Magazine article The New Yorker

Mandate with Destiny

Magazine article The New Yorker

Mandate with Destiny

Article excerpt

Thanksgiving was still two weeks away when the Republican Party, to its evident shock, found itself stuffed, trussed, roasted, and ready to be served with all the trimmings. This was not the menu that the Party's nominees, donors, and operatives had looked forward to. It was emphatically not the feast they had been primed to expect by their vulpine cheerleaders in the island universe of the illiberal media. ROMNEY BEATS OBAMA, HANDILY, Michael Barone trumpeted a few days before the election in the Examiner, Washington's conservative giveaway daily. (The Chicago Tribune, back in '48, had at least left out the "handily.") "I think it's this: a Romney win," Peggy Noonan assured her Wall Street Journal blog readers the day before the polls opened. ("All the vibrations are right," she explained.) Also on Election Eve, Dick Morris, a Fox News "analyst" reputed to be a pollster, promised "a landslide for Romney." The same prediction--not just a win, a landslide--was bruited from the sinkholes (Glenn Beck) to the summits (George F. Will) of the right's intellectual sierra.

News flash: the President won, handily. With late returns still trickling in, his popular-vote margin now exceeds four million, a million more than George W. Bush amassed when he ran for reelection. (Obama's electoral-college majority is also larger: 332 to Mitt Romney's 206, as against Bush's 286 to John Kerry's 251.) When it came to this year's thirty-three Senate races, Republican prophecies of a Republican takeover, universal some months ago, grew rarer as November approached, except on the farther-out reaches of conservative punditry. Human Events, which describes itself as Ronald Reagan's favorite newspaper, and CBN, the religious-right TV network, each predicted a net gain of five seats for the G.O.P. Morris, who predicted a six-seat gain, gloated that a Republican Senate would be "Barack Obama's parting gift to the Democratic Party." That it was, except for the "parting" part. And except for the "Republican" part: not only did the Democratic caucus grow from fifty-three to fifty-five, Democratic senatorial candidates got a total of ten million more votes than their Republican opponents.

• INFORMATION SHOWN:
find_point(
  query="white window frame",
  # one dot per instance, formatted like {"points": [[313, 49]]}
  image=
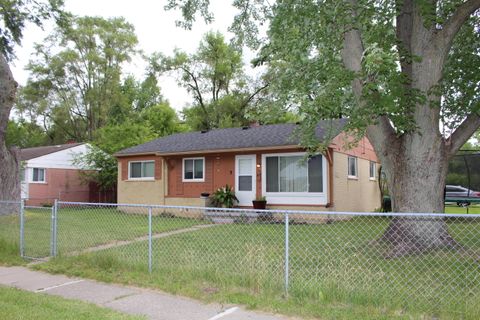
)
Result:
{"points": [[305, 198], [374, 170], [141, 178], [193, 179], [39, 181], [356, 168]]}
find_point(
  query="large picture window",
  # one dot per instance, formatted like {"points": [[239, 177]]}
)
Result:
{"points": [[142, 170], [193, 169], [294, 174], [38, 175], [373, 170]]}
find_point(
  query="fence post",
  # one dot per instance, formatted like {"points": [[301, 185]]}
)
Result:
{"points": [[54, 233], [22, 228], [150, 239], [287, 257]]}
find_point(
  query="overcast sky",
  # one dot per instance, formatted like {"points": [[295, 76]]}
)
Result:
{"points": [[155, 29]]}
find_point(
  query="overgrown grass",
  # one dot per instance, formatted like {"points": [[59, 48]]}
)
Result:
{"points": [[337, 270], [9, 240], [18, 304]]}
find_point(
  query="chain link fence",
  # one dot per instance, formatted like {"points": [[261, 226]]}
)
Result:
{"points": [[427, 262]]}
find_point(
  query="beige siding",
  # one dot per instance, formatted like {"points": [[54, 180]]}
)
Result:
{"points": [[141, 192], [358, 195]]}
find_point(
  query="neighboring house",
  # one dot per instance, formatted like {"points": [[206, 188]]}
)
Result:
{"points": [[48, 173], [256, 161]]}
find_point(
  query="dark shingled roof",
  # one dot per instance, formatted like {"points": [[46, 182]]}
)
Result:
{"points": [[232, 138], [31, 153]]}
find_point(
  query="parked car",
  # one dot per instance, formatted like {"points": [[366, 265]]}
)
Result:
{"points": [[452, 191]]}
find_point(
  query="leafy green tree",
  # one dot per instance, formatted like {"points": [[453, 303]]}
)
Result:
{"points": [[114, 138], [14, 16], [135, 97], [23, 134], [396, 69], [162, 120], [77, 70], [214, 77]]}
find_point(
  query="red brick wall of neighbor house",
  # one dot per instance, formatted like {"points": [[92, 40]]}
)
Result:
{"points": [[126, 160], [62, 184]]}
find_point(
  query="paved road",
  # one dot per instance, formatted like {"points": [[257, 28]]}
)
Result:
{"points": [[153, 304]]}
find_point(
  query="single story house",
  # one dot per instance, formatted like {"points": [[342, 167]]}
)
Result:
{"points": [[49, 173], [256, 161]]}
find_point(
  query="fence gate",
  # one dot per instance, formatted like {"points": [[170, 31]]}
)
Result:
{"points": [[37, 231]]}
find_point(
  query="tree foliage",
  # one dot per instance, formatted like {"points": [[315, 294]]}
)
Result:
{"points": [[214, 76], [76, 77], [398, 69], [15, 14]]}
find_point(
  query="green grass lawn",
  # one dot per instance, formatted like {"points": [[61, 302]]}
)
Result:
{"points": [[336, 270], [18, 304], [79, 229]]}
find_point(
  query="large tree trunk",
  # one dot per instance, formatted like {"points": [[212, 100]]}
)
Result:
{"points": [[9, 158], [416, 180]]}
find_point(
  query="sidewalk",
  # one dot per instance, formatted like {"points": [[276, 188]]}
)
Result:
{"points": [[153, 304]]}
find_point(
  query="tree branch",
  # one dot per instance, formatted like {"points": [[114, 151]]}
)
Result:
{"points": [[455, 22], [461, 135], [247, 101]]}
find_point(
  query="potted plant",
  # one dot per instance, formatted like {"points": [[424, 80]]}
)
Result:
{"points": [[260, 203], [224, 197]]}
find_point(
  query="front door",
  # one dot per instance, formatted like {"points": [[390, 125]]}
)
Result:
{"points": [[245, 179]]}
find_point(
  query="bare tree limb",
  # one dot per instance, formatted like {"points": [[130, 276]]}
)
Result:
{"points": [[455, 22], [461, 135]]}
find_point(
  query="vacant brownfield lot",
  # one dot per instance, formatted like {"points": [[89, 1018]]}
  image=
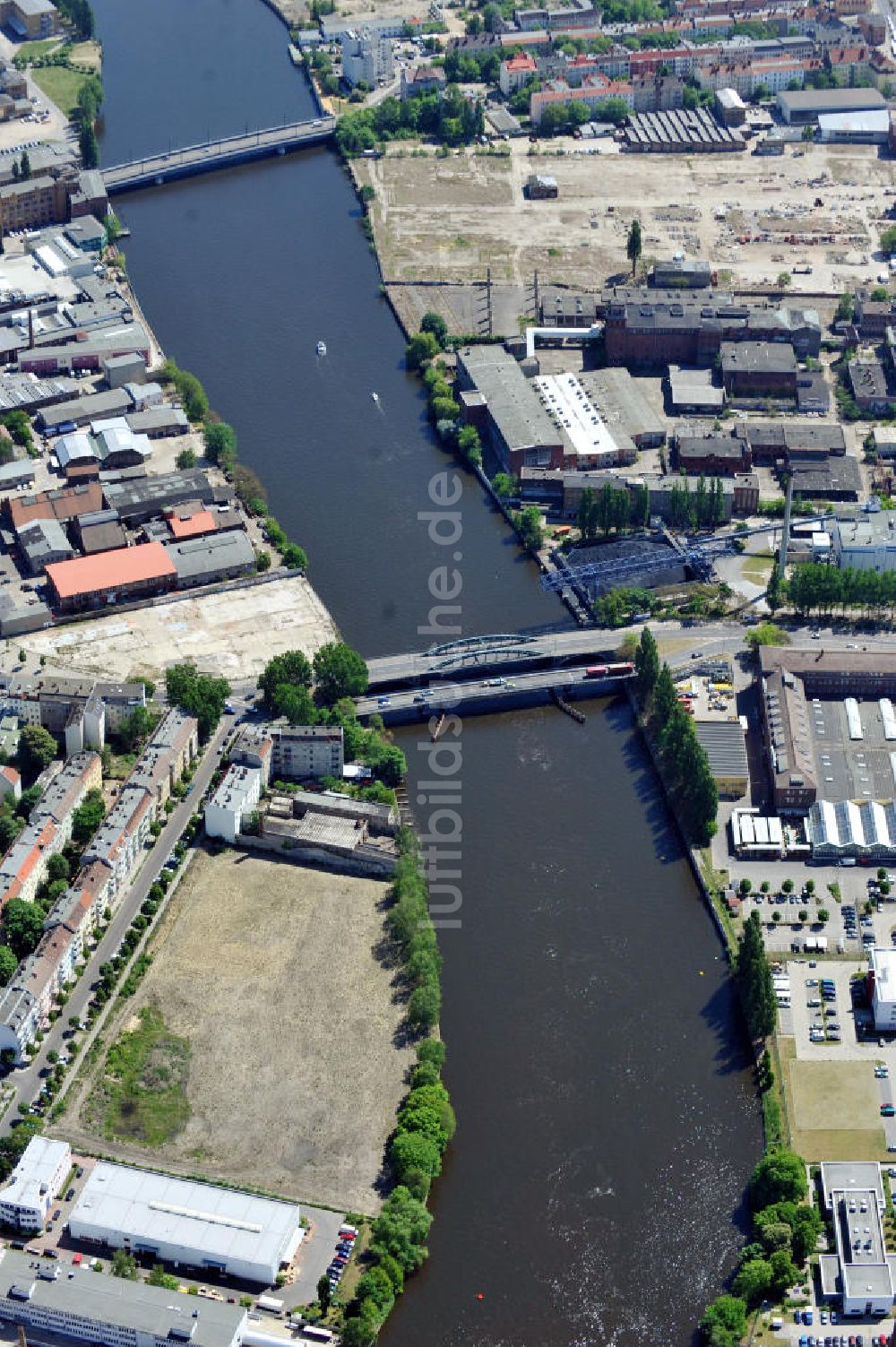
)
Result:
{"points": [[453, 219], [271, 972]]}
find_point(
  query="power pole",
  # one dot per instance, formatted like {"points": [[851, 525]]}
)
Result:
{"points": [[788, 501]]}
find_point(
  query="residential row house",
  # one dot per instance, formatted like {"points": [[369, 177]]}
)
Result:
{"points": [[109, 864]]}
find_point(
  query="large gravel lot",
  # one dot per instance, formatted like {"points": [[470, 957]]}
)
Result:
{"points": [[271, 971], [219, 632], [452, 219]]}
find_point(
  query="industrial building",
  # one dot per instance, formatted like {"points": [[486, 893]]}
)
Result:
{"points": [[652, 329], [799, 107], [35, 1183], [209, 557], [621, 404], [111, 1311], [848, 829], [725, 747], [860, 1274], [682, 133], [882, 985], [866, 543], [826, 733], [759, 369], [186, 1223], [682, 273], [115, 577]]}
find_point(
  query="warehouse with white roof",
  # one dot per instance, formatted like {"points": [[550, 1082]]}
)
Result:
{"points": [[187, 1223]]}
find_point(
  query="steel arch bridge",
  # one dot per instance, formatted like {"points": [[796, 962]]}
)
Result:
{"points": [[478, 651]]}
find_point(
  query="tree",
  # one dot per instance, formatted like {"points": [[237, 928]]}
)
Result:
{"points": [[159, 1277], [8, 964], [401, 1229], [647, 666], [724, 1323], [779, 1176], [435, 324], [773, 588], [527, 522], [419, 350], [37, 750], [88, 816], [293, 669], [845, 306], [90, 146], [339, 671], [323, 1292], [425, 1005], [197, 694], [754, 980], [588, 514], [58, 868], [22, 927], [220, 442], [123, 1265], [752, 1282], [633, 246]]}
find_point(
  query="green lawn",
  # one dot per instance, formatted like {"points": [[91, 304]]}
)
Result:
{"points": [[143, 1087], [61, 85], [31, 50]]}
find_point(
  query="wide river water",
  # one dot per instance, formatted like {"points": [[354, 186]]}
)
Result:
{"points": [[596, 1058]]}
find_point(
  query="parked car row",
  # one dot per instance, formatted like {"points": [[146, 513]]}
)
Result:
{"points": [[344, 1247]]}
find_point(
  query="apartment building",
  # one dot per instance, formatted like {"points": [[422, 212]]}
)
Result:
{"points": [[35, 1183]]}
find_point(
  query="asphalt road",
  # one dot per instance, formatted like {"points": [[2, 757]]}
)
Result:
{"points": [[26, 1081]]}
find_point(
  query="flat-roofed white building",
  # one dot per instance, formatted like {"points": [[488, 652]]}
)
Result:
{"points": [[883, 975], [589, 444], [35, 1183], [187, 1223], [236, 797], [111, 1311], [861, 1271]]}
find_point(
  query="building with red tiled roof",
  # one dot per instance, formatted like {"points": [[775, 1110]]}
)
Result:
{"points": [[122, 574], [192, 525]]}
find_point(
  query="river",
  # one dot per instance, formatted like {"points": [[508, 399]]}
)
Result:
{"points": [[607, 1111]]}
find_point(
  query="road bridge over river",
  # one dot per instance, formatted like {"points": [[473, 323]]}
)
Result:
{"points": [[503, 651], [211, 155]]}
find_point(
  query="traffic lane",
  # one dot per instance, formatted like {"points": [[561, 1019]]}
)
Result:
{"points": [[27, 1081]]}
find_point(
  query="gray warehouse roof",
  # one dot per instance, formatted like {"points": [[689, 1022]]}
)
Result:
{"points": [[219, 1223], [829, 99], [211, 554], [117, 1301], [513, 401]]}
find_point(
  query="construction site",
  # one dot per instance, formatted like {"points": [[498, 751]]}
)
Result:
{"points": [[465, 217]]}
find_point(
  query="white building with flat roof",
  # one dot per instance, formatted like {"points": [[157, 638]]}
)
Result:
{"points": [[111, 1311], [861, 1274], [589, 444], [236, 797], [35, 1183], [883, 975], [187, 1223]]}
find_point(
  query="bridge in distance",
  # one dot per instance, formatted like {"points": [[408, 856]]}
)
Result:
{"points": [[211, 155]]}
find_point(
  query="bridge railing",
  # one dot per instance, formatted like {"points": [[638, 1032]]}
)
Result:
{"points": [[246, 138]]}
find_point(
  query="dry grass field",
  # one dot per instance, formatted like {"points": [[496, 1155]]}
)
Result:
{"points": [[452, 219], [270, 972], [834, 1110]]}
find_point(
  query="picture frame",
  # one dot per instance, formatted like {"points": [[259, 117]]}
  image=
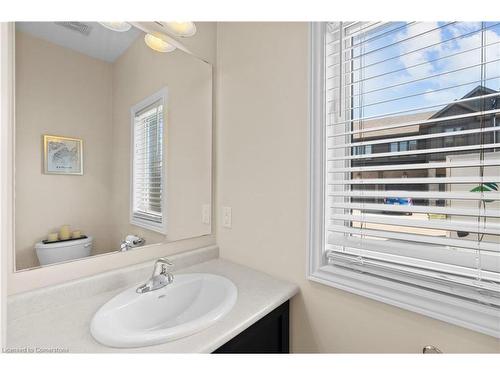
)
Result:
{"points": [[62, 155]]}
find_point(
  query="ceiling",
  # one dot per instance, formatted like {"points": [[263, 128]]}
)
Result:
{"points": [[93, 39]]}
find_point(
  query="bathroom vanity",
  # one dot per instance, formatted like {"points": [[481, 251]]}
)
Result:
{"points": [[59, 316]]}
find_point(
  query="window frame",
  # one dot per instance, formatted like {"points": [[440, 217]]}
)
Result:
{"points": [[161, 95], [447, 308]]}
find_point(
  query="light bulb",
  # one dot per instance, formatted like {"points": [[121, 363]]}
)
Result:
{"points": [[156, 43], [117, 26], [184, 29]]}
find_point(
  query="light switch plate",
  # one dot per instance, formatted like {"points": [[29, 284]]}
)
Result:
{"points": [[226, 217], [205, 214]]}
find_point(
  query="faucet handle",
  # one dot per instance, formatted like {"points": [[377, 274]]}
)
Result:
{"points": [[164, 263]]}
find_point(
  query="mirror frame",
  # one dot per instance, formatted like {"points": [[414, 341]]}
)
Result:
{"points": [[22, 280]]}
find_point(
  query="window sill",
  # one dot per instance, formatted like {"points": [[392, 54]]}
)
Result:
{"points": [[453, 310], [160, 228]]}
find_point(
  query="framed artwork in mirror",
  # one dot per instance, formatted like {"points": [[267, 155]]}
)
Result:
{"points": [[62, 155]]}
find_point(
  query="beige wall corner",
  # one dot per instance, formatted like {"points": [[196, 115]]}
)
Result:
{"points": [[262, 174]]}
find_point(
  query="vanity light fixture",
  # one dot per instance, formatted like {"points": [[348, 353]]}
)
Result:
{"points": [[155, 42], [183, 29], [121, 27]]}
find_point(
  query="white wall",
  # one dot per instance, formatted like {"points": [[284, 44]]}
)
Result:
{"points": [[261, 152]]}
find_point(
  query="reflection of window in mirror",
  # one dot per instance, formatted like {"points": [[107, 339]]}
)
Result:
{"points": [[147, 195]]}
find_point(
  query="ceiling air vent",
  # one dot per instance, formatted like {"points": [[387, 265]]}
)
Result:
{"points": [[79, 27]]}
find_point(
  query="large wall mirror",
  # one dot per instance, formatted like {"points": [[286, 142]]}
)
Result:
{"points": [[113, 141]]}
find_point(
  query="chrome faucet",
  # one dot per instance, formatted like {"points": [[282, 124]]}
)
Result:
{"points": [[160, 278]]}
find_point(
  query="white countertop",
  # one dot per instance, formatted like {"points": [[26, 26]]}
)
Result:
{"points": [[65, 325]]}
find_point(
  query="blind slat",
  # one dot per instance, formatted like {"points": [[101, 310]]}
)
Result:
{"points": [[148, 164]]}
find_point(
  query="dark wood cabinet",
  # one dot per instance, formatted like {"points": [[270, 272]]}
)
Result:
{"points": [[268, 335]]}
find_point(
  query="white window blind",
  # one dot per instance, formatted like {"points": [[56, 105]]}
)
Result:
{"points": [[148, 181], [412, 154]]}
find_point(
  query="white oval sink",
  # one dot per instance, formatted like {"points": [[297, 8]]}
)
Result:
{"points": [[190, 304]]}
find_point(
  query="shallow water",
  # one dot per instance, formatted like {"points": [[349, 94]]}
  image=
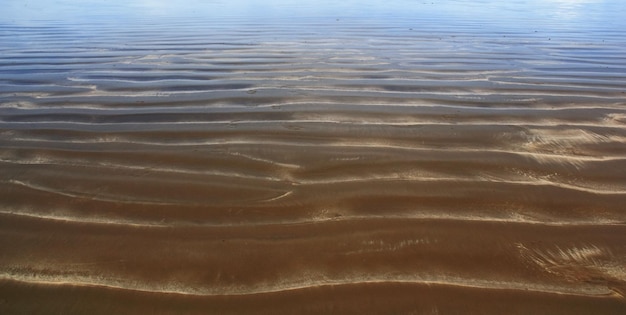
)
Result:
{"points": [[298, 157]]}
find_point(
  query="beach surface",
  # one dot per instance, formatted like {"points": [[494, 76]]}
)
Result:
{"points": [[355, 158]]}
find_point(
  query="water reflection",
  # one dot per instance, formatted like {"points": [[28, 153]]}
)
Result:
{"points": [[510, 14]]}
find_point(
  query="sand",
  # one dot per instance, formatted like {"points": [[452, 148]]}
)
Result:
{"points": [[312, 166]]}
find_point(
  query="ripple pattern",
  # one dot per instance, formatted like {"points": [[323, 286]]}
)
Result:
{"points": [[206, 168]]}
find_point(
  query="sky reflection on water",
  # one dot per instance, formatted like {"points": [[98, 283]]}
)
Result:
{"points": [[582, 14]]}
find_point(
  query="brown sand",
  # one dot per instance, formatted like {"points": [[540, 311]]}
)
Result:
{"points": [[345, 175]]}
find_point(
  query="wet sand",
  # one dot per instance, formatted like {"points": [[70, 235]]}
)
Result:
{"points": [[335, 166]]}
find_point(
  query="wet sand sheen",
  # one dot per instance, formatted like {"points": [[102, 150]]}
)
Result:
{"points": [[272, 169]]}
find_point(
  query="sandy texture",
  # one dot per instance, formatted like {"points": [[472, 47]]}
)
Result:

• WHAT IS REQUIRED:
In the article "Mandate with Destiny," answer these:
1. Which Fox News analyst promised "a landslide for Romney" on Election Eve?
2. What were Obama's and Romney's electoral-college totals?
3. To what size did the Democratic caucus in the Senate grow?

• TASK RESPONSE:
1. Dick Morris
2. Obama had 332, and Romney had 206.
3. It grew from fifty-three to fifty-five.